Task goal:
Copy out the entire thread on logistic regression word for word.
Start of Reading passage
Intuition behind logistic regression

Question

Recently I began studying machine learning, however I failed to grasp the intuition behind logistic regression.

The following are the facts about logistic regression that I understand.

1. As the basis for hypothesis we use sigmoid function. I do understand why it's a correct choice, however why it's the only choice I don't understand. Hypothesis represents the probability that the appropriate output is $1$, therefore the domain of our function should be $[0,1]$, this is the only property of sigmoid function I found useful and appropriate here, however many functions satisfy this property. In addition, sigmoid function has a derivative in this form $f(x)(1-f(x))$, but I don't see the utility of this special form in logistic regression.

   Question: what so special about sigmoid function, and why we cannot use any other function with domain $[0,1]$?

2. The cost function consists of two parameters ${\rm Cost}(h_{\theta}(x),y)=-\log(h_{\theta}(x))$ if $y=1, {\rm Cost}(h_{\theta}(x),y)=-\log(1-h_{\theta}(x))$ if $y=0$. In the same was as above, I do understand why it's correct, however why is it the only form? For example, why couldn't $|h_{\theta(x)}-y|$ be a good choice for the cost function?

   Question: what is so special about the above form of cost function; why cannot we use another form?

I would appreciate if you could share your understanding of logistic regression.

Answer 1

The logistic regression model is maximum likelihood using the natural parameter (the log-odds ratio) to contrast the relative changes in the risk of the outcome per unit difference in the predictor. This is assuming, of course, a binomial probability model for the outcome. That means that the consistency and robustness properties of logistic regression extend directly from maximum likelihood: robust to missing at random data, root-n consistency, and existence and uniqueness of solutions to estimating equations. This is assuming the solutions are not on the boundaries of parameter space (where log odds ratios are $\pm \infty$). Because logistic regression is maximum likelihood, the loss function is related to the likelihood, since they're equivalent optimization problems.
End of Reading passage
Start of Given data
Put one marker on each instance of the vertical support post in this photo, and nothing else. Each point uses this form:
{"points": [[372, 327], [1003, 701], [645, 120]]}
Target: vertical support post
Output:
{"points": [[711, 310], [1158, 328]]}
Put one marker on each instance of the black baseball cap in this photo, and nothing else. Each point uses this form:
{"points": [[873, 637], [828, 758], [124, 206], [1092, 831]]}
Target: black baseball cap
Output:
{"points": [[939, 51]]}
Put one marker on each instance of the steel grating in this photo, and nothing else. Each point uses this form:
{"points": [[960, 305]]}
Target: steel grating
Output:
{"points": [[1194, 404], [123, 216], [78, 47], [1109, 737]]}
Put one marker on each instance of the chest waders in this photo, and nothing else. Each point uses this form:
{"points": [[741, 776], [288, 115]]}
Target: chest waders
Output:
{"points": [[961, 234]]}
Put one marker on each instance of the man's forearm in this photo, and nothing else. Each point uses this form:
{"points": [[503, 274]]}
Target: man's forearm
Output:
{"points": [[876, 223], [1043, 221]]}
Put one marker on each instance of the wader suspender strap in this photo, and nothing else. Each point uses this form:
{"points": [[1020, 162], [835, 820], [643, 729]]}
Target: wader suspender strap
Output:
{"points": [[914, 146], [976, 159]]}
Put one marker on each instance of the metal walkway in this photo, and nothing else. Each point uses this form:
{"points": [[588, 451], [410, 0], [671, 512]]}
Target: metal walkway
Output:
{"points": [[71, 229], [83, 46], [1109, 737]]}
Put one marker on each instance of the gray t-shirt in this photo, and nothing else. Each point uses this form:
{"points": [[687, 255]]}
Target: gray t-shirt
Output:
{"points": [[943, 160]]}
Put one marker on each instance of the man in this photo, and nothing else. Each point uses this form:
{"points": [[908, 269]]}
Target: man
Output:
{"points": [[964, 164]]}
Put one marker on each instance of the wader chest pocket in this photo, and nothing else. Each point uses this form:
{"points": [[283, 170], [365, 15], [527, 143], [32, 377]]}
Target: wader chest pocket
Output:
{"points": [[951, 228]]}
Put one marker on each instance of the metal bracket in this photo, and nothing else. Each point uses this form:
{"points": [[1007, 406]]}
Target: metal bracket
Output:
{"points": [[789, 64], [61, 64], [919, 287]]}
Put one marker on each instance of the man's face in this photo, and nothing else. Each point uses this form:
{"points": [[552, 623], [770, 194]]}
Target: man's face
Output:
End of Given data
Written answer:
Intuition behind logistic regression

Question

Recently I began studying machine learning, however I failed to grasp the intuition behind logistic regression.

The following are the facts about logistic regression that I understand.

1. As the basis for hypothesis we use sigmoid function. I do understand why it's a correct choice, however why it's the only choice I don't understand. Hypothesis represents the probability that the appropriate output is $1$, therefore the domain of our function should be $[0,1]$, this is the only property of sigmoid function I found useful and appropriate here, however many functions satisfy this property. In addition, sigmoid function has a derivative in this form $f(x)(1-f(x))$, but I don't see the utility of this special form in logistic regression.

   Question: what so special about sigmoid function, and why we cannot use any other function with domain $[0,1]$?

2. The cost function consists of two parameters ${\rm Cost}(h_{\theta}(x),y)=-\log(h_{\theta}(x))$ if $y=1, {\rm Cost}(h_{\theta}(x),y)=-\log(1-h_{\theta}(x))$ if $y=0$. In the same was as above, I do understand why it's correct, however why is it the only form? For example, why couldn't $|h_{\theta(x)}-y|$ be a good choice for the cost function?

   Question: what is so special about the above form of cost function; why cannot we use another form?

I would appreciate if you could share your understanding of logistic regression.

Answer 1

The logistic regression model is maximum likelihood using the natural parameter (the log-odds ratio) to contrast the relative changes in the risk of the outcome per unit difference in the predictor. This is assuming, of course, a binomial probability model for the outcome. That means that the consistency and robustness properties of logistic regression extend directly from maximum likelihood: robust to missing at random data, root-n consistency, and existence and uniqueness of solutions to estimating equations. This is assuming the solutions are not on the boundaries of parameter space (where log odds ratios are $\pm \infty$). Because logistic regression is maximum likelihood, the loss function is related to the likelihood, since they're equivalent optimization problems.